=== Exercise goal ===
Could you transcribe every record below exactly as it stands?

=== Task input ===
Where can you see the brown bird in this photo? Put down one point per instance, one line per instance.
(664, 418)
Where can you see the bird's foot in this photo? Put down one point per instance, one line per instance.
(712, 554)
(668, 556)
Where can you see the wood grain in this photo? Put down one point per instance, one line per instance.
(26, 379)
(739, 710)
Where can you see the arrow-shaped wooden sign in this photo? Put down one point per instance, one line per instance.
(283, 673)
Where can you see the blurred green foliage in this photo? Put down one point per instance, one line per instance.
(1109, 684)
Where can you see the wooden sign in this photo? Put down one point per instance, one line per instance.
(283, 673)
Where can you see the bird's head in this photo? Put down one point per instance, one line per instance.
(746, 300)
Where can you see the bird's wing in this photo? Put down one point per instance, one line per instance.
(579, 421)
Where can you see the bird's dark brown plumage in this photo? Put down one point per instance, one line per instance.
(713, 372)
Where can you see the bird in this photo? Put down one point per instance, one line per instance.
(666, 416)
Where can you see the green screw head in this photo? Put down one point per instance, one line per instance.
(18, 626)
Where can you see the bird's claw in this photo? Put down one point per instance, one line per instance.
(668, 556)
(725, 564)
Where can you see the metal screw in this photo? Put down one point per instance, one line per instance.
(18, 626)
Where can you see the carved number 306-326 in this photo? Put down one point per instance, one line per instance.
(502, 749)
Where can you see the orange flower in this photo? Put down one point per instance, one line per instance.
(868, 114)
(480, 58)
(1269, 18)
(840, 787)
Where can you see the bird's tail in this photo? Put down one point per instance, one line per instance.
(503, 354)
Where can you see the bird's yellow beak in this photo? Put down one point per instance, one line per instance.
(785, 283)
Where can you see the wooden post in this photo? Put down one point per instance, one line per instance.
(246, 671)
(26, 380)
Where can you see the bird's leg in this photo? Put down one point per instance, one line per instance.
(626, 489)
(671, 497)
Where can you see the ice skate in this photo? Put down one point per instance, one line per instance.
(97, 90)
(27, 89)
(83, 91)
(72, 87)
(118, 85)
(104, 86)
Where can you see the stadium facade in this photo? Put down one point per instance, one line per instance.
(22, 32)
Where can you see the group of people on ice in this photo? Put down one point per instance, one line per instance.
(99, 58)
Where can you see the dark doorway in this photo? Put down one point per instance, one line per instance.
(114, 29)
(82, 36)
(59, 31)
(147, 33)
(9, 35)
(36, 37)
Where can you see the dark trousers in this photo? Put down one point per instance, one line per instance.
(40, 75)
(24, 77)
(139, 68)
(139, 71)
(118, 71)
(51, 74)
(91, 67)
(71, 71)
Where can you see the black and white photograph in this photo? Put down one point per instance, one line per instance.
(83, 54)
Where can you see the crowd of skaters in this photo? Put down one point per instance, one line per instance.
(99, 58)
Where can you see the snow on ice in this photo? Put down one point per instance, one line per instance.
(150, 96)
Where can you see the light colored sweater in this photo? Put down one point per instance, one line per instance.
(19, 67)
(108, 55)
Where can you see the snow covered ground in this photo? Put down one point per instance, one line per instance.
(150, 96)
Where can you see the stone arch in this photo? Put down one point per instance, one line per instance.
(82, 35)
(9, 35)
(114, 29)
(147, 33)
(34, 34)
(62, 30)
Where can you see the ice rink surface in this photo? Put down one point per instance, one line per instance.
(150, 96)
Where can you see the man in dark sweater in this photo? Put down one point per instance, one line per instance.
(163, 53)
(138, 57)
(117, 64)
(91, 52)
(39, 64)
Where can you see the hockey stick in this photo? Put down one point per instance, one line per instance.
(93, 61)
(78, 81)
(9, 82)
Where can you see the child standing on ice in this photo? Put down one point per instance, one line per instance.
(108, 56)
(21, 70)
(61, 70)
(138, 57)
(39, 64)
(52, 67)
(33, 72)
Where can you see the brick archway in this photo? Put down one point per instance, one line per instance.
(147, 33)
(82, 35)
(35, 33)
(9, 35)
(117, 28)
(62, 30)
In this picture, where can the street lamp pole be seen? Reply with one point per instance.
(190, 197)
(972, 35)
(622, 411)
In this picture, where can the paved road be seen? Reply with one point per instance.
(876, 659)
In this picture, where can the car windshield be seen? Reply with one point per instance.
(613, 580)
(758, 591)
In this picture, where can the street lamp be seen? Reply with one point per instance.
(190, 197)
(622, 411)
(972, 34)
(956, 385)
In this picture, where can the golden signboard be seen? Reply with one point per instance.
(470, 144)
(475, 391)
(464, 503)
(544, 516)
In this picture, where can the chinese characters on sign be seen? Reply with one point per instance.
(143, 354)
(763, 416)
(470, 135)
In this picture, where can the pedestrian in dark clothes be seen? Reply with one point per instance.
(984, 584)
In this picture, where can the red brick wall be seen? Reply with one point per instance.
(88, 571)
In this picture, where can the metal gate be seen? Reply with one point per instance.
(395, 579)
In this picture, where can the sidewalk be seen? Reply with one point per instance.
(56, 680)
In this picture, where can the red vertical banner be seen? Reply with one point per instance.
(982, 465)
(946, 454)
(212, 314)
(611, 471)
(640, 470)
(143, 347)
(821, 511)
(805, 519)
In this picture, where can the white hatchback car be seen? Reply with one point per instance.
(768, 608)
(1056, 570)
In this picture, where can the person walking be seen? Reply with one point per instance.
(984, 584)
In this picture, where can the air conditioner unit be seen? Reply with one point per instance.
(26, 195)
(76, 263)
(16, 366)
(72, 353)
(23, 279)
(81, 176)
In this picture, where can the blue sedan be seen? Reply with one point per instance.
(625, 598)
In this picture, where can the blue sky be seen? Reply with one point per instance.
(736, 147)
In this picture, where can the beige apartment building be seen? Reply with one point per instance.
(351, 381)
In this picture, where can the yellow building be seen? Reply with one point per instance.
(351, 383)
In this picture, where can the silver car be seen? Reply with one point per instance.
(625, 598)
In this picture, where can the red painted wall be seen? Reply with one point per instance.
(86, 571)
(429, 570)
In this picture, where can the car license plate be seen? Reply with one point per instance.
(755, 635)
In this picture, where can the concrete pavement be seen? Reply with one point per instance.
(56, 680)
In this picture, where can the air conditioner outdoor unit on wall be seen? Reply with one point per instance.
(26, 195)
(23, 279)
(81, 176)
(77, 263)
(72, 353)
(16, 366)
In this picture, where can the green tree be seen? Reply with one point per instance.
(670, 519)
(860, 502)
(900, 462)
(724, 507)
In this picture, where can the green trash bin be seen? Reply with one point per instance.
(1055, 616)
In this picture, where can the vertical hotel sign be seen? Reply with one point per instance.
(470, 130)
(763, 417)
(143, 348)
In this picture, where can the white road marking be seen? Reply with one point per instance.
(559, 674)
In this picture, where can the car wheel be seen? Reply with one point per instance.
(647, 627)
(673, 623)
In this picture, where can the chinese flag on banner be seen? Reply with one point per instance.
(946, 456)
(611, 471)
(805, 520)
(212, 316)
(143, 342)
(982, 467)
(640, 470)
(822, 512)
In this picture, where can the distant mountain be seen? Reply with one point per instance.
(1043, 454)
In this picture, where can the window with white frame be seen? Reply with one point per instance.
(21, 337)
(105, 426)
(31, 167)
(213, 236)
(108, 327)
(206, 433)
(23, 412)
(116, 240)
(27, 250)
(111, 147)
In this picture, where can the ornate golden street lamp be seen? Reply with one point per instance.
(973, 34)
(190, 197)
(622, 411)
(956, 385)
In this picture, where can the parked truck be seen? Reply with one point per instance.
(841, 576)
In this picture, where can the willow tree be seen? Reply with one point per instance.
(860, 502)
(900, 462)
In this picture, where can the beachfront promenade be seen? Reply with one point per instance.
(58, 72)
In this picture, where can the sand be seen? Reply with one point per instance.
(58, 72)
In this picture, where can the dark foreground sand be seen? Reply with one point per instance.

=== Result ===
Where can you see the brown bird in this photo? Put down one point per instance, one line per instance.
(664, 418)
Where can you see the bird's foot in this photo? Put down one point per instance, one line per instance.
(712, 554)
(668, 556)
Where can you see the wood grain in this photo? Put down one point per instance, one line per instance.
(26, 379)
(739, 710)
Where can you see the arrow-shaped wooden sign in this photo? Put down one point per instance, one line per instance.
(283, 673)
Where can you see the blurred green foliage in this photo? Put down one point per instance, one line per instance.
(1109, 684)
Where can you see the wooden sign in this photo? Put down one point per instance, one line per instance.
(283, 673)
Where can you see the bird's head in this photo? Put down one point per instance, one line per instance.
(746, 300)
Where can you see the bird's wing in this photo? Put down one point per instance, one line per instance.
(579, 421)
Where can you see the bird's dark brown plumage in this photo? Put down one point per instance, one line per instance.
(713, 372)
Where can you see the bird in this photo? Put down one point per instance, one line per instance.
(666, 416)
Where can you see the green screw head in this photo? Put down one point per instance, one line per instance.
(18, 626)
Where can you see the bird's claw in this photo? Put down one point per instance, one line per instance.
(668, 556)
(725, 564)
Where can you see the metal screw in this photo? Put down one point per instance, one line per instance.
(18, 626)
Where can you see the carved number 306-326 in this photo? Put down one point per instance, one line per instance.
(502, 749)
Where can you see the orange flower in this photo? Put down one point per instance, one line per instance.
(868, 114)
(480, 58)
(1269, 18)
(840, 787)
Where can you see the bird's tail in this photo? Put down one point per instance, one line per instance.
(503, 354)
Where can you see the bird's yellow beak in this photo? Put down one point per instance, one line per instance.
(785, 283)
Where can you see the wooden post in this photo? Put down one point per instance, one line per instance.
(246, 671)
(26, 380)
Where can you see the bird's leg in this photo? Put down one point per instance, one line per instance.
(626, 489)
(671, 497)
Where can you see the ice skate in this photo? Put down one point per instance, one line per instance.
(97, 90)
(27, 89)
(83, 91)
(72, 87)
(118, 85)
(104, 86)
Where can you see the stadium facade in this photo? Put down one point per instance, one line per instance.
(22, 32)
Where can you see the group of people on ice in this photo? Put down one point per instance, one line per instance.
(99, 58)
Where can you see the dark doorway in this photo? Put down one point per instance, one line per instance.
(114, 29)
(82, 36)
(59, 31)
(147, 33)
(9, 35)
(36, 37)
Where can you see the dark trousers in this photo? Put down one point per instance, one line per instance.
(40, 75)
(24, 77)
(139, 68)
(139, 71)
(118, 71)
(51, 74)
(91, 67)
(71, 71)
Where can you see the black and white photograph in this photo? Put down one point per instance, one line per instance.
(83, 54)
Where can you see the crowd of skaters in this photo? Put down one point per instance, one line per instance.
(99, 58)
Where can you see the snow on ice in this photo? Put down one point per instance, one line per instance.
(150, 96)
Where can you see the light colored sweater in this photo? Put down one point per instance, one line per instance.
(19, 67)
(108, 55)
Where can you see the snow covered ground in this photo? Put down one point per instance, one line per instance.
(150, 96)
Where can you see the stone arch in this photo? Put down one point per instance, one line per instance.
(82, 35)
(9, 35)
(114, 29)
(147, 33)
(34, 34)
(62, 30)
Where can you see the ice rink surface in this photo? Put down one point per instance, one line per instance.
(150, 96)
Where can you see the man in dark sweater in this photo? Put down one point per instance, one line per instance.
(163, 53)
(138, 57)
(117, 64)
(91, 52)
(39, 64)
Where can you see the hockey stick in this photo? Put down one point per instance, one line per instance.
(93, 61)
(78, 81)
(9, 82)
Where can you see the child standing on ice in this photo? Put down one point per instance, one line per instance.
(108, 56)
(21, 70)
(61, 70)
(138, 57)
(39, 64)
(52, 67)
(33, 72)
Where can you see the brick archway in this photo? Put down one point per instance, one line per instance.
(147, 33)
(82, 35)
(35, 33)
(9, 35)
(117, 28)
(62, 30)
In this picture, where can the street lamp pole be seen? Reply with one point per instance.
(190, 197)
(972, 35)
(622, 411)
In this picture, where can the paved road be seen? Reply with one point per instance.
(876, 659)
In this picture, where can the car windshield be seen? Reply with one point per instance.
(613, 580)
(758, 591)
In this picture, where can the street lamp be seen? Reply with one point per instance.
(190, 197)
(622, 411)
(972, 34)
(956, 385)
In this picture, where can the golden signboard be seen? Reply with one point per instance.
(470, 144)
(475, 391)
(464, 503)
(544, 516)
In this picture, where can the chinese characters on sign be seen? Reply with one point per instance.
(143, 354)
(763, 416)
(470, 135)
In this picture, where can the pedestrian in dark clothes be seen? Reply with one point per instance.
(984, 584)
In this picture, where can the red brick wall be seen? Reply with one point per instance.
(88, 571)
In this picture, where can the metal gate be seen? Reply with one point per instance.
(395, 579)
In this picture, where can the sidewalk be seen? Reply with one point per instance.
(56, 680)
In this picture, where can the red vertical banner be seen? Reply with one point per instance.
(982, 465)
(946, 454)
(212, 314)
(611, 471)
(640, 470)
(143, 347)
(821, 511)
(805, 519)
In this picture, where can the white hatchback car be seen? Reply with one point per instance.
(768, 608)
(1056, 570)
In this picture, where can the person walking be seen? Reply with one point per instance.
(984, 584)
In this picture, where can the air conditioner unit be seen? Reply with one point per instance.
(26, 195)
(76, 263)
(16, 366)
(72, 353)
(23, 279)
(81, 176)
In this picture, where can the blue sedan be seen? Reply with one point per instance.
(625, 598)
In this picture, where can the blue sky be seen? Reply with one point per instance.
(736, 147)
In this picture, where can the beige apartment building be seen? Reply with one point per instance.
(351, 381)
In this picture, where can the yellow building be seen? Reply with one point per instance.
(351, 383)
In this picture, where can the silver car be seen? Reply with one point per instance.
(625, 598)
In this picture, where can the red painted wall be seen? Reply with one point per instance.
(86, 571)
(429, 570)
In this picture, where can the car license plate be seen? Reply with one point per instance.
(755, 635)
In this picture, where can the concrete pavement be seen? Reply with one point per instance.
(56, 680)
In this picture, where can the air conditioner outdoor unit on wall be seen? Reply with one point per instance.
(26, 195)
(23, 279)
(81, 176)
(77, 263)
(72, 353)
(16, 366)
In this picture, where can the green tree be seen? Reply with one point per instance.
(670, 519)
(860, 502)
(900, 462)
(724, 507)
In this picture, where can the green trash bin be seen? Reply with one point per instance.
(1055, 616)
In this picture, where can the vertical hotel sign be seen? Reply with one point per instance.
(470, 130)
(763, 417)
(143, 348)
In this picture, where can the white road marking be seen? Reply with one point per instance.
(559, 674)
In this picture, where can the car wheel be seen? Reply with one point per instance.
(647, 627)
(673, 623)
In this picture, where can the chinese flag on banner be seen? Reply with one point per instance.
(946, 456)
(611, 471)
(805, 520)
(212, 316)
(143, 342)
(982, 467)
(640, 470)
(822, 512)
In this picture, where can the distant mountain be seen? Reply with one point per instance.
(1043, 454)
In this picture, where can the window with white frame be seen? Reply with one point per instance.
(21, 337)
(105, 426)
(31, 167)
(213, 236)
(108, 327)
(206, 433)
(23, 412)
(116, 240)
(27, 250)
(111, 147)
In this picture, where can the ornate golden street lamp be seen? Reply with one point per instance.
(973, 34)
(190, 197)
(622, 411)
(956, 385)
In this picture, where can the parked truck be seen? Reply with one point per instance.
(841, 576)
In this picture, where can the willow tree be seen? Reply with one point per instance.
(860, 502)
(900, 462)
In this picture, where can the beachfront promenade be seen? Reply with one point per instance.
(58, 72)
In this picture, where can the sand be seen? Reply with one point per instance.
(58, 72)
In this picture, where can the dark foreground sand be seen? Reply with one point per instance.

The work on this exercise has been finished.